Document extract =>
★ ★ ★
When you’ve renewed your car insurance for another year, it’s easy to forget about it. But ignoring the terms and conditions set out by your insurer could mean you unwittingly invalidate your policy.
If that happens, your insurer can refuse to pay out if you make a claim, and it could stop you from finding cheap car insurance quotes in the future.
To help you avoid any unwanted surprises, here are some of the most common ways you could be invalidating your car cover without even realising.
Not declaring medical conditions
It shouldn’t come as any surprise to know that you must tell the DVLA about medical conditions that could affect your ability to drive. What you might not realise, is that you have to let your insurer know too.
Conditions you should declare include: heart trouble, history of stroke, glaucoma, diabetes, epilepsy.
Misrepresentation and non-disclosure
In order to work out your premium, your insurer needs to build up a risk profile which calculates the chances of you making a claim.
To do this, your insurer will ask you a whole series of questions about the car you have, where you live and the job you do. You’ll also be asked how old you are and whether or not you have any driving convictions or made any recent claims. Not telling your insurer about any changes can invalidate your policy.
There are no legal restrictions about what you can and can’t wear but your shoes shouldn’t impair your driving. For example, flip flops or mules that can easily slide off your feet, slippy stilettos or chunky, wide trainers can all affect how you interact with the foot pedals.
★ ★ ★
Material provided =>
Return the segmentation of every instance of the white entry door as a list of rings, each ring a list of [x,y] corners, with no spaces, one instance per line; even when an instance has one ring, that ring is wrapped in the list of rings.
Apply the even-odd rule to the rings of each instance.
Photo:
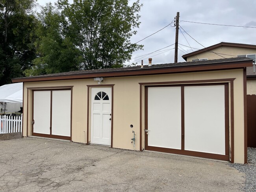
★ ★ ★
Reproduce word for word the part of the car insurance text above that opens with the words containing "To help you" and closes with "glaucoma, diabetes, epilepsy.".

To help you avoid any unwanted surprises, here are some of the most common ways you could be invalidating your car cover without even realising.
Not declaring medical conditions
It shouldn’t come as any surprise to know that you must tell the DVLA about medical conditions that could affect your ability to drive. What you might not realise, is that you have to let your insurer know too.
Conditions you should declare include: heart trouble, history of stroke, glaucoma, diabetes, epilepsy.